(Dataset rows on where objects appear)
────────────────
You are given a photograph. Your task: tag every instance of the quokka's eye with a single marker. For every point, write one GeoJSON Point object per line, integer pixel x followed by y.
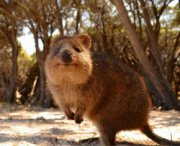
{"type": "Point", "coordinates": [56, 50]}
{"type": "Point", "coordinates": [77, 49]}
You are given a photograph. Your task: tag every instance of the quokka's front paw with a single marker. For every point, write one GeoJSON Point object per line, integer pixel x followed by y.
{"type": "Point", "coordinates": [70, 116]}
{"type": "Point", "coordinates": [78, 118]}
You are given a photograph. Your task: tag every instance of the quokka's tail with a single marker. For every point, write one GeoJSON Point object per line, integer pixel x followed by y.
{"type": "Point", "coordinates": [160, 140]}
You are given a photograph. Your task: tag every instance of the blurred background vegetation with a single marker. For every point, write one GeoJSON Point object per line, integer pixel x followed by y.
{"type": "Point", "coordinates": [156, 23]}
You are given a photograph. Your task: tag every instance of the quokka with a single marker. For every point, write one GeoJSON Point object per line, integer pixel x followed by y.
{"type": "Point", "coordinates": [96, 85]}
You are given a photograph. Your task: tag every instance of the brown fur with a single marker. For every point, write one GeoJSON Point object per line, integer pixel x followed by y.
{"type": "Point", "coordinates": [97, 86]}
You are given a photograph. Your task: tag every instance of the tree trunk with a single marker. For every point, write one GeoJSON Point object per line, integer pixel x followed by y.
{"type": "Point", "coordinates": [170, 65]}
{"type": "Point", "coordinates": [11, 94]}
{"type": "Point", "coordinates": [158, 84]}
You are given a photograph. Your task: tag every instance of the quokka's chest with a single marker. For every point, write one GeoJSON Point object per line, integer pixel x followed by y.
{"type": "Point", "coordinates": [67, 95]}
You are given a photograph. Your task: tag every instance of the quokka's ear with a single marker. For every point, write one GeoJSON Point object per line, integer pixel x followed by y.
{"type": "Point", "coordinates": [84, 39]}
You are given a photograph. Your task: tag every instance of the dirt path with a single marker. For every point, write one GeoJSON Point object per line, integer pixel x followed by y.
{"type": "Point", "coordinates": [45, 127]}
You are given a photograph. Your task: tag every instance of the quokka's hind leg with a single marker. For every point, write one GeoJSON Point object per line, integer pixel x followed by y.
{"type": "Point", "coordinates": [107, 135]}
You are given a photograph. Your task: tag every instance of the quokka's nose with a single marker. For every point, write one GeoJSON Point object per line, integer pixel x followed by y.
{"type": "Point", "coordinates": [67, 57]}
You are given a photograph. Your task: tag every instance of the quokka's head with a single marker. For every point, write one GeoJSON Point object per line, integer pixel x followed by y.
{"type": "Point", "coordinates": [69, 60]}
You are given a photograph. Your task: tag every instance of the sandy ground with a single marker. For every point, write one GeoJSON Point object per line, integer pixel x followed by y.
{"type": "Point", "coordinates": [30, 126]}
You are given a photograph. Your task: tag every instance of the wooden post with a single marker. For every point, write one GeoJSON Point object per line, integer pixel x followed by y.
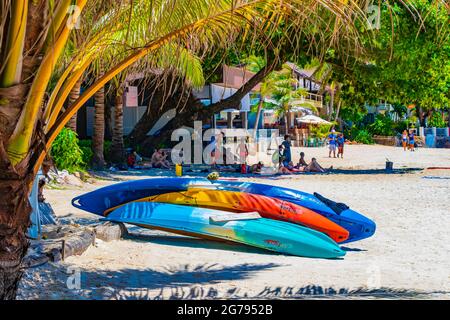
{"type": "Point", "coordinates": [229, 120]}
{"type": "Point", "coordinates": [63, 249]}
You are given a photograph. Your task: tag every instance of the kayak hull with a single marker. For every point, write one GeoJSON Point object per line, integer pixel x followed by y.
{"type": "Point", "coordinates": [359, 226]}
{"type": "Point", "coordinates": [100, 200]}
{"type": "Point", "coordinates": [267, 207]}
{"type": "Point", "coordinates": [278, 236]}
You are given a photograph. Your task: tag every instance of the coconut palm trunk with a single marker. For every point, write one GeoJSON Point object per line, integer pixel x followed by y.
{"type": "Point", "coordinates": [258, 115]}
{"type": "Point", "coordinates": [73, 96]}
{"type": "Point", "coordinates": [98, 137]}
{"type": "Point", "coordinates": [117, 146]}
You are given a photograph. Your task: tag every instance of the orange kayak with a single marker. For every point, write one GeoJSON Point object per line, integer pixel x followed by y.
{"type": "Point", "coordinates": [267, 207]}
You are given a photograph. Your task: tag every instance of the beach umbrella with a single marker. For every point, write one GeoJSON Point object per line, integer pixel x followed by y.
{"type": "Point", "coordinates": [312, 119]}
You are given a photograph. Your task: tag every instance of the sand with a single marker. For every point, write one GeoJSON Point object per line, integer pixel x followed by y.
{"type": "Point", "coordinates": [408, 257]}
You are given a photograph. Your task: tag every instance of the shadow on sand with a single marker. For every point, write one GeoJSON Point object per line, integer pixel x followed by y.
{"type": "Point", "coordinates": [186, 282]}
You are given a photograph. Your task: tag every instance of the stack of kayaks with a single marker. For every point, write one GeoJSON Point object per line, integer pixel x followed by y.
{"type": "Point", "coordinates": [273, 218]}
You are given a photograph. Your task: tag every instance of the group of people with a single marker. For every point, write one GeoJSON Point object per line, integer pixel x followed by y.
{"type": "Point", "coordinates": [408, 140]}
{"type": "Point", "coordinates": [158, 159]}
{"type": "Point", "coordinates": [287, 166]}
{"type": "Point", "coordinates": [336, 142]}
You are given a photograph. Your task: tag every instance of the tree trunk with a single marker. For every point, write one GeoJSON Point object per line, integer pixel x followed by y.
{"type": "Point", "coordinates": [15, 212]}
{"type": "Point", "coordinates": [98, 136]}
{"type": "Point", "coordinates": [286, 122]}
{"type": "Point", "coordinates": [191, 110]}
{"type": "Point", "coordinates": [73, 96]}
{"type": "Point", "coordinates": [258, 115]}
{"type": "Point", "coordinates": [337, 111]}
{"type": "Point", "coordinates": [117, 146]}
{"type": "Point", "coordinates": [331, 105]}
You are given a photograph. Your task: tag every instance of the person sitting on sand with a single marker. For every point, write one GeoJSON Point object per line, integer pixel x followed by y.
{"type": "Point", "coordinates": [332, 143]}
{"type": "Point", "coordinates": [283, 170]}
{"type": "Point", "coordinates": [314, 166]}
{"type": "Point", "coordinates": [131, 160]}
{"type": "Point", "coordinates": [411, 141]}
{"type": "Point", "coordinates": [340, 143]}
{"type": "Point", "coordinates": [301, 162]}
{"type": "Point", "coordinates": [287, 149]}
{"type": "Point", "coordinates": [281, 157]}
{"type": "Point", "coordinates": [159, 160]}
{"type": "Point", "coordinates": [256, 168]}
{"type": "Point", "coordinates": [404, 139]}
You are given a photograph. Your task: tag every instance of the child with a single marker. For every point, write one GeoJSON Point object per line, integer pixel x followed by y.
{"type": "Point", "coordinates": [301, 161]}
{"type": "Point", "coordinates": [404, 139]}
{"type": "Point", "coordinates": [332, 143]}
{"type": "Point", "coordinates": [340, 143]}
{"type": "Point", "coordinates": [411, 141]}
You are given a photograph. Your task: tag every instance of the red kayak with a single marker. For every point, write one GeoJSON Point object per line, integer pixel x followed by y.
{"type": "Point", "coordinates": [267, 207]}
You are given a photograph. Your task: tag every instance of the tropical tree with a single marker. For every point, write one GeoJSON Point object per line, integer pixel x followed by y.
{"type": "Point", "coordinates": [32, 95]}
{"type": "Point", "coordinates": [281, 86]}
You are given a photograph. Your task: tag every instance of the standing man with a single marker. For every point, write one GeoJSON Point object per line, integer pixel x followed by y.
{"type": "Point", "coordinates": [340, 143]}
{"type": "Point", "coordinates": [287, 149]}
{"type": "Point", "coordinates": [332, 143]}
{"type": "Point", "coordinates": [411, 140]}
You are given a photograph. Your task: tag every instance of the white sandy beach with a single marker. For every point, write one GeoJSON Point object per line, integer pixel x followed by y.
{"type": "Point", "coordinates": [408, 257]}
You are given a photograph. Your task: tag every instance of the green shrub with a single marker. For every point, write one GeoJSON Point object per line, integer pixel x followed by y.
{"type": "Point", "coordinates": [86, 147]}
{"type": "Point", "coordinates": [364, 136]}
{"type": "Point", "coordinates": [66, 152]}
{"type": "Point", "coordinates": [383, 126]}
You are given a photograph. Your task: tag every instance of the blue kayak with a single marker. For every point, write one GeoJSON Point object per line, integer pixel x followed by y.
{"type": "Point", "coordinates": [273, 235]}
{"type": "Point", "coordinates": [99, 200]}
{"type": "Point", "coordinates": [111, 196]}
{"type": "Point", "coordinates": [359, 226]}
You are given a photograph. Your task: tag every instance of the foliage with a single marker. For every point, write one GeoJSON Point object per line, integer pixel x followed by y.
{"type": "Point", "coordinates": [383, 126]}
{"type": "Point", "coordinates": [66, 151]}
{"type": "Point", "coordinates": [86, 147]}
{"type": "Point", "coordinates": [408, 61]}
{"type": "Point", "coordinates": [363, 136]}
{"type": "Point", "coordinates": [437, 121]}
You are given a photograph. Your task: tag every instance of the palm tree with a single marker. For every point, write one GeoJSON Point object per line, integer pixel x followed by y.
{"type": "Point", "coordinates": [117, 145]}
{"type": "Point", "coordinates": [98, 136]}
{"type": "Point", "coordinates": [73, 96]}
{"type": "Point", "coordinates": [35, 35]}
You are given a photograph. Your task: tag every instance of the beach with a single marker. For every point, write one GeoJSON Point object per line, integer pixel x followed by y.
{"type": "Point", "coordinates": [408, 257]}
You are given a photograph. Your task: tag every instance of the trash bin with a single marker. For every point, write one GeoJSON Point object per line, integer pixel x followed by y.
{"type": "Point", "coordinates": [389, 165]}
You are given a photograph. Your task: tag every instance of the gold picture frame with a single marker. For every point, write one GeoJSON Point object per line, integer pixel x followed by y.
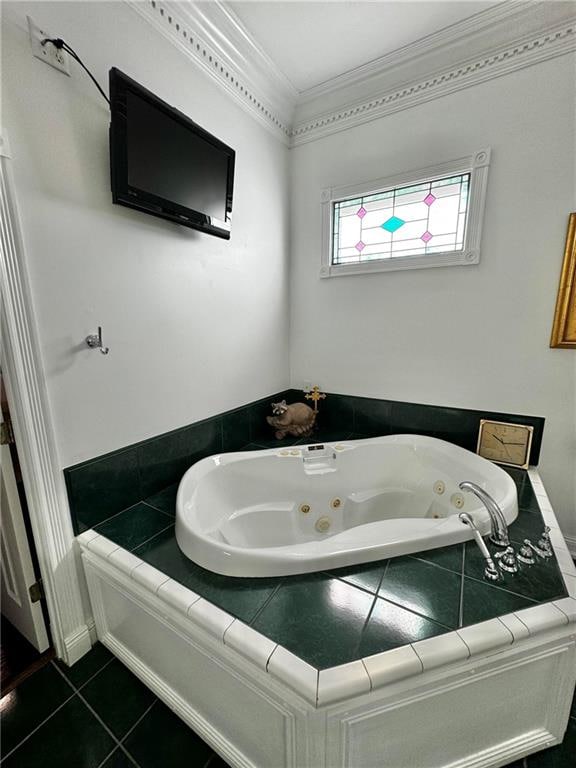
{"type": "Point", "coordinates": [564, 326]}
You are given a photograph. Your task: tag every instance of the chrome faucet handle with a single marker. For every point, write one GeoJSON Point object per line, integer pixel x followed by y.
{"type": "Point", "coordinates": [525, 554]}
{"type": "Point", "coordinates": [507, 560]}
{"type": "Point", "coordinates": [541, 551]}
{"type": "Point", "coordinates": [544, 540]}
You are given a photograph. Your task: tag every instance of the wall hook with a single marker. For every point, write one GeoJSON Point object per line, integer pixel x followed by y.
{"type": "Point", "coordinates": [94, 341]}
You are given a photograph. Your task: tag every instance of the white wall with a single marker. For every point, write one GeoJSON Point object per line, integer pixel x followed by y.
{"type": "Point", "coordinates": [474, 336]}
{"type": "Point", "coordinates": [195, 324]}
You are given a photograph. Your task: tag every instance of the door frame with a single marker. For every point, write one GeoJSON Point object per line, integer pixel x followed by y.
{"type": "Point", "coordinates": [24, 377]}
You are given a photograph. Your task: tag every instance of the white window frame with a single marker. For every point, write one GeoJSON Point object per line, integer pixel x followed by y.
{"type": "Point", "coordinates": [476, 164]}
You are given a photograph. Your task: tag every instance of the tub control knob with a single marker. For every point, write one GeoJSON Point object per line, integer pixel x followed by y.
{"type": "Point", "coordinates": [457, 500]}
{"type": "Point", "coordinates": [525, 554]}
{"type": "Point", "coordinates": [507, 560]}
{"type": "Point", "coordinates": [323, 524]}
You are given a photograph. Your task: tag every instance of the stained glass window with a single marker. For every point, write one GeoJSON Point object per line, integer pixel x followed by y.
{"type": "Point", "coordinates": [414, 220]}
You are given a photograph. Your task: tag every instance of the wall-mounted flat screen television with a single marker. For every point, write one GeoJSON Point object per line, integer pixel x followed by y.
{"type": "Point", "coordinates": [164, 164]}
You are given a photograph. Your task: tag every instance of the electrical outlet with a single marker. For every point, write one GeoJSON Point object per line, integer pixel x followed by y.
{"type": "Point", "coordinates": [48, 52]}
────────────────
> _Problem_
Retype, exactly and only, the lines running from the one with "of the door" through the final line of the listing above.

> _Output of the exercise_
You are given a photograph. Your task: tag every instance of the door frame with a single marker. For every point, write one GeoJSON Point object per line, integer pixel x followed by y.
{"type": "Point", "coordinates": [24, 377]}
You are given a photograph. Your task: tag every instance of the white window frame with a single marker. For every point, write one GeoJSON Point object per line, integer pixel x followed by y.
{"type": "Point", "coordinates": [476, 164]}
You are given a photograph. Your task: tag every instance of the tub control knob with a single marker. For every point, write one GeoJSON Point object per line, integer pixel x followed by y.
{"type": "Point", "coordinates": [457, 500]}
{"type": "Point", "coordinates": [525, 554]}
{"type": "Point", "coordinates": [507, 560]}
{"type": "Point", "coordinates": [323, 524]}
You are given a photograph. Your task: tag every instance of the stained glass window with a single marker. For every point, write one GeoJSON Point object per line, integer pixel x followed by y.
{"type": "Point", "coordinates": [414, 220]}
You are given a photograph. Your task: tag every instance of the wall-mounted flat screen television with a single marker. For every point, write one GeoJSON Point object per line, integer pixel x followed by y.
{"type": "Point", "coordinates": [164, 164]}
You are given a photograph. Your task: tag every instance of the electrical outlet with a single marker. For every point, write one GeoJSON Point object per line, integer pixel x followed by y.
{"type": "Point", "coordinates": [48, 52]}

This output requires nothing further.